### Raw data:

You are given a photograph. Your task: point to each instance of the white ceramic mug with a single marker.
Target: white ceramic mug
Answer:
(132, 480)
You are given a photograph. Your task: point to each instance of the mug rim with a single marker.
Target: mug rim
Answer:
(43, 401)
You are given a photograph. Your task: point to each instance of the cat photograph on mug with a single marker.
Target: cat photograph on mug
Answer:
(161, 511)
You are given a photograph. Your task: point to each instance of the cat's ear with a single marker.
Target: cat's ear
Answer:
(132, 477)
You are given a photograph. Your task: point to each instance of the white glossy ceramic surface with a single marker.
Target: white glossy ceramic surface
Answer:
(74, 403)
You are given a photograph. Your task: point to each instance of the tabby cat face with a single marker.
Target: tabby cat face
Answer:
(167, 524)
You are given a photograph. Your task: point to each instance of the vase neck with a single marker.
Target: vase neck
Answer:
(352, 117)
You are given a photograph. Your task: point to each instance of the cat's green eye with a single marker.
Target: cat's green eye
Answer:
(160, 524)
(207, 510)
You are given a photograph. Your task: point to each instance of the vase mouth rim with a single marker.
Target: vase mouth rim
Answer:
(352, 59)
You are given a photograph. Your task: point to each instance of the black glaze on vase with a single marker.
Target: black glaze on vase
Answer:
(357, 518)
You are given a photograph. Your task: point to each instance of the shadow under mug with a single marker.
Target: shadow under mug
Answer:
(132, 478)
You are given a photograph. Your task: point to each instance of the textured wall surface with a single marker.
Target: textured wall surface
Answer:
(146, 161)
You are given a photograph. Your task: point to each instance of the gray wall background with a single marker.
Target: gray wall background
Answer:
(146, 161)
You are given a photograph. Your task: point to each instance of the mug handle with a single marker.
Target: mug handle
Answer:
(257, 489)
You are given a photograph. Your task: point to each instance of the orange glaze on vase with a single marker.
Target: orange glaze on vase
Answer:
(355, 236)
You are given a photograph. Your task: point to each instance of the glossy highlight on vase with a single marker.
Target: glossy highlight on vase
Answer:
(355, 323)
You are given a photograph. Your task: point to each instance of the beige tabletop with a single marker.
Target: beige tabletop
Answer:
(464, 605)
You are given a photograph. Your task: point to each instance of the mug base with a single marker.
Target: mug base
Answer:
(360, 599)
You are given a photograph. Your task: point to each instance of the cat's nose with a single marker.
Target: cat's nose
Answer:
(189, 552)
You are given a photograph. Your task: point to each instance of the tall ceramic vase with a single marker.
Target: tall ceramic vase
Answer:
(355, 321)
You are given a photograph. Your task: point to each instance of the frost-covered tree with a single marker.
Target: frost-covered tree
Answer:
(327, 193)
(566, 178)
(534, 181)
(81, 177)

### Work request:
An exact transcription of the entries is needed, complete to the final line.

### Output for this exercise:
You are given a photograph. Your task: point to each instance of the white ceramic mug with a single marker.
Target: white ceramic mug
Answer:
(132, 480)
You are given a photograph. Your task: point to each instance of the mug rim with a single marker.
Target: mug rim
Answer:
(43, 401)
You are given a photograph. Your task: point to each instance of the cat photograph on mug with a single marker.
Target: cat photograph on mug
Answer:
(161, 511)
You are given a photograph. Your task: point to each instance of the cat's ear with a single marker.
Target: cat's ear
Answer:
(132, 477)
You are given a photograph. Your task: point to each instance of the white glossy ceramic surface with a single marker.
Target: white glossy ceramic surface
Answer:
(74, 403)
You are given a photograph. Your task: point to each instance of the tabby cat face with a single marker.
Target: tabby cat face
Answer:
(167, 524)
You are given a photograph. Your task: point to each instance of the vase neck with a single marker.
Target: vase neck
Answer:
(352, 117)
You are given a photograph. Your task: point to each instance of the cat's green eye with a single marker.
Target: cat's green eye
Answer:
(160, 524)
(207, 510)
You are given a photograph. Your task: point to each instance of the vase mouth rim with a single marker.
Target: vase mouth rim
Answer:
(352, 59)
You are given a photograph. Your task: point to each instance of the black glaze on vase with a single marker.
Target: black glaze on vase
Answer:
(357, 518)
You are given a photograph. Your task: point to each instance of the shadow under mug with a single marker.
Target: shadow under mug
Answer:
(132, 478)
You are given a photograph. Your task: point to each instance of the textured wall surface with a single marker.
Target: textured wall surface
Answer:
(146, 161)
You are given a photograph. Your task: point to each instance of the gray wall background with a single marker.
Target: gray wall background
Answer:
(146, 161)
You are given a photograph. Your task: point to each instance of the mug handle with a single marker.
Target: mug handle
Answer:
(257, 489)
You are given a photograph. Your task: point to each instance of the orange glaze on vase with a single marker.
Target: orange glaze on vase
Answer:
(355, 236)
You are given a photograph. Your task: point to each instance of the glossy highlight on vase with a single marker.
Target: glossy highlight on vase
Answer:
(355, 323)
You are given a photograph. Your task: point to each instance of the beige tabletop with a single marker.
Target: beige tabletop
Answer:
(464, 605)
You are given a photograph. Your task: point to each instance of the mug base with a single marker.
Target: mug base
Answer:
(360, 599)
You are given a photograph. Your task: point to each instance of the cat's nose with a single marker.
Target: cat's nose
Answer:
(189, 552)
You are given a photograph. Your task: point to each instance of the tall ceramic vase with a single marker.
Target: tall ceramic vase
Answer:
(355, 321)
You are given a photograph. Your task: point to each instance of the frost-covered tree with a single marker.
Target: frost-covered tree
Answer:
(327, 193)
(566, 178)
(534, 181)
(81, 177)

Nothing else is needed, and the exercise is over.